AKRON — The nearly three-month strike at 16 Goodyear manufacturing sites in North America cost the company $30 million to $35 million per week in the fourth quarter.
Richard J. Kramer, the tire maker´s executive vice president and chief financial officer, revealed the figures during a Jan. 9 investor conference call. Kramer and other company officials, including Robert J. Keegan, Goodyear chairman and CEO, used the forum to discuss the impact of the 86-day strike by the United Steelworkers union.
Lower production volumes and lost sales were the primary negative results of the strike, according to Kramer. Lost sales and other costs also will linger into the first half of 2007, he said.
Keegan said by the end of the strike-workers ratified a new three-year master pact Dec. 28 by a 2-to-1 margin-the affected plants were running at about 60 percent of normal production levels. Those North American Tire and Engineered Products facilities should be operating at pre-strike levels by the end of January.
The company is pleased with how the reintegration has progressed, said Jonathan Rich, president of the North American Tire business unit. About 15,000 Steelworkers at 12 U.S. and four Canadian facilities returned to work on or about Jan. 2 after walking out Oct. 5. The firm has been working with customers individually to make sure their needs have been met.
More details about the strike´s effects on the fourth quarter and in 2007 will be revealed during the company´s year-end conference call in February.
Goodyear reiterated it expects to save about $610 million over the life of the three-year master contract that runs through July 22, 2009, and realize ongoing savings of $300 million per year. Keegan said the new master contract represented a "powerful milestone" for the company.
Reduced legacy costs and capacity and increased productivity were among the major benefits for Goodyear in reaching the agreement, officials said.
The legacy cost savings are driven by the company´s commitment to a Volunteer Employees´ Beneficiary Association trust to manage retiree health care benefits. Under the plan, agreed to in the contract, Goodyear will contribute $1 billion to the trust and effectively end its responsibility for USW retiree health care.
The VEBA contribution will help eliminate about one-half of the company´s projected pension obligations, Kramer said, from $2.6 billion at the end of 2005 to $1.3 billion at the end of 2007. The move also will save $110 million annually in retirement benefit expenses and improve cash flow by $145 million per year.

▸ Requirement
Please check each statement against the Goodyear strike report above and answer yes or no, quoting the words that decide it: 1. The strike lasted 86 days. 2. Workers ratified the new master contract by a 3-to-1 margin. 3. Goodyear will put $1 billion into the retiree health care trust.

▸ Data section

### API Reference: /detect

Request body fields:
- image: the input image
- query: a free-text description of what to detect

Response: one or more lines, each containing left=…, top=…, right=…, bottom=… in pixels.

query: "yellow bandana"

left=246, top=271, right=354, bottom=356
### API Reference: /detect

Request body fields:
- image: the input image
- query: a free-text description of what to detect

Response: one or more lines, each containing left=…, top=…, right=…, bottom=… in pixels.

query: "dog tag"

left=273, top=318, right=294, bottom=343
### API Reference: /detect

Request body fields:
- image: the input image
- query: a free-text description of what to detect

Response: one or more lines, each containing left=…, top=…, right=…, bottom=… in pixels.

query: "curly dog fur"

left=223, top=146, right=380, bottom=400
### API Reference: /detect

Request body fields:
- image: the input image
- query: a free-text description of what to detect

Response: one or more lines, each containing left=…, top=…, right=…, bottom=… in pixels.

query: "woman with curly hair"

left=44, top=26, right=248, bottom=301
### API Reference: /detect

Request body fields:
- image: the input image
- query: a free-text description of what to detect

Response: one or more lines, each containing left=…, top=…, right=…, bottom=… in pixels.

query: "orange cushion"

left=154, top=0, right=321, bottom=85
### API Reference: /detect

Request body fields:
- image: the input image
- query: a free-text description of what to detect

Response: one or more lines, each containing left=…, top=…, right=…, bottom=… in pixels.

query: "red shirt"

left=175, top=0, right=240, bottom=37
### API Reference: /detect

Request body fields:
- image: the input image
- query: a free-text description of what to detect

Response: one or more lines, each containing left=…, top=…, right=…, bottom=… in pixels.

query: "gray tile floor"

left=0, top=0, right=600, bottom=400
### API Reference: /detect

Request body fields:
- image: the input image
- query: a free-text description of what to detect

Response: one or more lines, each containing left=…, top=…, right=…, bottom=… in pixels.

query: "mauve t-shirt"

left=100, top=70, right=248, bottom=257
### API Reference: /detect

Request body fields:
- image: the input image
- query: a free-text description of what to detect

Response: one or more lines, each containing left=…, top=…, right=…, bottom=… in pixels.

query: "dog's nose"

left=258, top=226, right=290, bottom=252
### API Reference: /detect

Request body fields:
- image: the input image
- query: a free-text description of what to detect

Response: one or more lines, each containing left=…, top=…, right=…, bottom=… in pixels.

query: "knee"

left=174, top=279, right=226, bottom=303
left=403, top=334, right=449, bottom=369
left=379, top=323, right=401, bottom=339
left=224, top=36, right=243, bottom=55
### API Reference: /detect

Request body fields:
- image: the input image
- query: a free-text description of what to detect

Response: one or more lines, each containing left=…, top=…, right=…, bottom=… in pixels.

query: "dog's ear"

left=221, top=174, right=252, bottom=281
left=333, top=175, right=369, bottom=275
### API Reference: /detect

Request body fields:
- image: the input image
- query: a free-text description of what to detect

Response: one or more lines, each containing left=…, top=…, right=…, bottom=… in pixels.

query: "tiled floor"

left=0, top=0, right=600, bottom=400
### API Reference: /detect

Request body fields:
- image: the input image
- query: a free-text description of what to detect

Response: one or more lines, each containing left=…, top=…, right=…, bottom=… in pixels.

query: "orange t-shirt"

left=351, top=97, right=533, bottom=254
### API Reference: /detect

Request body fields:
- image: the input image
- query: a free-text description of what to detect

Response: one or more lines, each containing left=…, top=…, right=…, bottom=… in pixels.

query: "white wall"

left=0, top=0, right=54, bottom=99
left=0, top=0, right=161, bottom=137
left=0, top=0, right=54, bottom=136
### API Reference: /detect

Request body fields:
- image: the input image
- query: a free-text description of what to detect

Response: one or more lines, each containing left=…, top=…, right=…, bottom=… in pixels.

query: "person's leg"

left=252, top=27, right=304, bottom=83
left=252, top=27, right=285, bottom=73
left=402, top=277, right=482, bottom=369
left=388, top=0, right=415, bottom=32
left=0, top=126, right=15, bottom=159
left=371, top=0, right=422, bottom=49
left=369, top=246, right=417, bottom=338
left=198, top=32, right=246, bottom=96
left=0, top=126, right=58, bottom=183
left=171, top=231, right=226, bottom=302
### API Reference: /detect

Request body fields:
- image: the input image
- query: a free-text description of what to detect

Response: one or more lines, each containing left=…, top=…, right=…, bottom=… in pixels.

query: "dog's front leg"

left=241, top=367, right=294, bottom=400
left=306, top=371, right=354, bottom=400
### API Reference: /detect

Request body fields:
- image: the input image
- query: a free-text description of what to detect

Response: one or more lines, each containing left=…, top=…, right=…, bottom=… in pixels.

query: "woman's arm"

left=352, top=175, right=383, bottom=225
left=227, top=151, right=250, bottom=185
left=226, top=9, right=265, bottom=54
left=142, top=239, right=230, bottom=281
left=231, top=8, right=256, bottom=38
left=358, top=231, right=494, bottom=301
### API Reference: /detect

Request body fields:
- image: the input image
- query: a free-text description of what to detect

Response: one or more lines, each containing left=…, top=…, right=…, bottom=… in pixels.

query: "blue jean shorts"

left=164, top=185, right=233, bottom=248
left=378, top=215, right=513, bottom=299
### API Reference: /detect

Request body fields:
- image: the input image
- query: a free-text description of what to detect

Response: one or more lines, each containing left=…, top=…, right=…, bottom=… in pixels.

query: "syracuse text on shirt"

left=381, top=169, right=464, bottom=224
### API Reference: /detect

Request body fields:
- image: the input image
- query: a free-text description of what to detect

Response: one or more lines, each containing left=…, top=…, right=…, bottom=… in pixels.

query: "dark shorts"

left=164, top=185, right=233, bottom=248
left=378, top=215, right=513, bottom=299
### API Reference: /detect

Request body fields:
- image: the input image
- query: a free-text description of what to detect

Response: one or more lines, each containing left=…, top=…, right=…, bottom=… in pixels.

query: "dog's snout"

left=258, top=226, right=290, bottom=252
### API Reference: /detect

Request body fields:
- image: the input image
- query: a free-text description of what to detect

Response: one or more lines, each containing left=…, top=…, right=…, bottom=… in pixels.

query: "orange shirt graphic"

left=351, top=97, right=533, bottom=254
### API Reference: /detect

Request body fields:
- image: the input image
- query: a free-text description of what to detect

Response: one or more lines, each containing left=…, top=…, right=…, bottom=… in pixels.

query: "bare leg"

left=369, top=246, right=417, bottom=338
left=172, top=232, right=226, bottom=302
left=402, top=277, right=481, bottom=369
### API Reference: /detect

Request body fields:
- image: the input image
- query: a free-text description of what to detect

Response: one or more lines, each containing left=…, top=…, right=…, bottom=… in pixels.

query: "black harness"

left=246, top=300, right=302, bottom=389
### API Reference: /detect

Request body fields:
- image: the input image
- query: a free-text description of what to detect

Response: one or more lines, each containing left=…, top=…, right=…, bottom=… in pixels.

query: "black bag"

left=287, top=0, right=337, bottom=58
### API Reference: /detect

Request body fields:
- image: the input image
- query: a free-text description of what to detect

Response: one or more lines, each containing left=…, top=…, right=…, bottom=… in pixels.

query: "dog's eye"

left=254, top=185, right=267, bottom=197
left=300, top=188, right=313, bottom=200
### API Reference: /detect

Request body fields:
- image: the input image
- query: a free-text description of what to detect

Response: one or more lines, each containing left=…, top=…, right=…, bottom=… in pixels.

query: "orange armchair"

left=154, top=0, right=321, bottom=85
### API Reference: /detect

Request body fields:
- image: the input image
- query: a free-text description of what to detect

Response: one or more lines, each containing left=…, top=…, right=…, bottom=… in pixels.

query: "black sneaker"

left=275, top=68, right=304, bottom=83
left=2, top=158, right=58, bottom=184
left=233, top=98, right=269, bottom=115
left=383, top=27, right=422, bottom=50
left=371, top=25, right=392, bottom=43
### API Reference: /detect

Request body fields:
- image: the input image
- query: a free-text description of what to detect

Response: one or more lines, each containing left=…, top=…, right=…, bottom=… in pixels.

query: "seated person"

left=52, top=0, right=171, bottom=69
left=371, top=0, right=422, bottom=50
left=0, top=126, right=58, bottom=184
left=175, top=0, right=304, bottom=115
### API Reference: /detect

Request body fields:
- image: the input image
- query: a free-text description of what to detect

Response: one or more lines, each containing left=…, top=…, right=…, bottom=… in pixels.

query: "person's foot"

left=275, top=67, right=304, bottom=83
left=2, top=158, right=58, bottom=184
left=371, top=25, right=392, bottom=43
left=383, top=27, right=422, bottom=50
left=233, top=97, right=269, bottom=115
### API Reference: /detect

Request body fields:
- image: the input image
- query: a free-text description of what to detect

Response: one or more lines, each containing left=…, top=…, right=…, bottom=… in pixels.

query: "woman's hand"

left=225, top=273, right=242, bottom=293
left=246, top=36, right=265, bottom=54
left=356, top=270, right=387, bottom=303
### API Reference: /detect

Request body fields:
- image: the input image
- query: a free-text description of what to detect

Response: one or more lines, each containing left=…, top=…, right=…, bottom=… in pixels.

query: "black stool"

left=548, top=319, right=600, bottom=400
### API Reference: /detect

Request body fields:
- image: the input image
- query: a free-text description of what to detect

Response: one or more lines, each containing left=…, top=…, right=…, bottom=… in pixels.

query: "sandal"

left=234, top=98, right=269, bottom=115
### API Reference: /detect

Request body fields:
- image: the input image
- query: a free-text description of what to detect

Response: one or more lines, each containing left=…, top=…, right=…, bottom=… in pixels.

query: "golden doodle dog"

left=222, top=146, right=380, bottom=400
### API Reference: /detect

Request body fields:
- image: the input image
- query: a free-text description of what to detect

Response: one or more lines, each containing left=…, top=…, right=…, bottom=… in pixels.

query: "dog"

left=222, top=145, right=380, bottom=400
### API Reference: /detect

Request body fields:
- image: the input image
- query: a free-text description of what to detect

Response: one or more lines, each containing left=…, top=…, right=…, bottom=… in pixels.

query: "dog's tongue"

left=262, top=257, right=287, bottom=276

▸ Response to this exercise
1. Yes: "the 86-day strike by the United Steelworkers union"
2. No: "by a 2-to-1 margin"
3. Yes: "Goodyear will contribute $1 billion to the trust"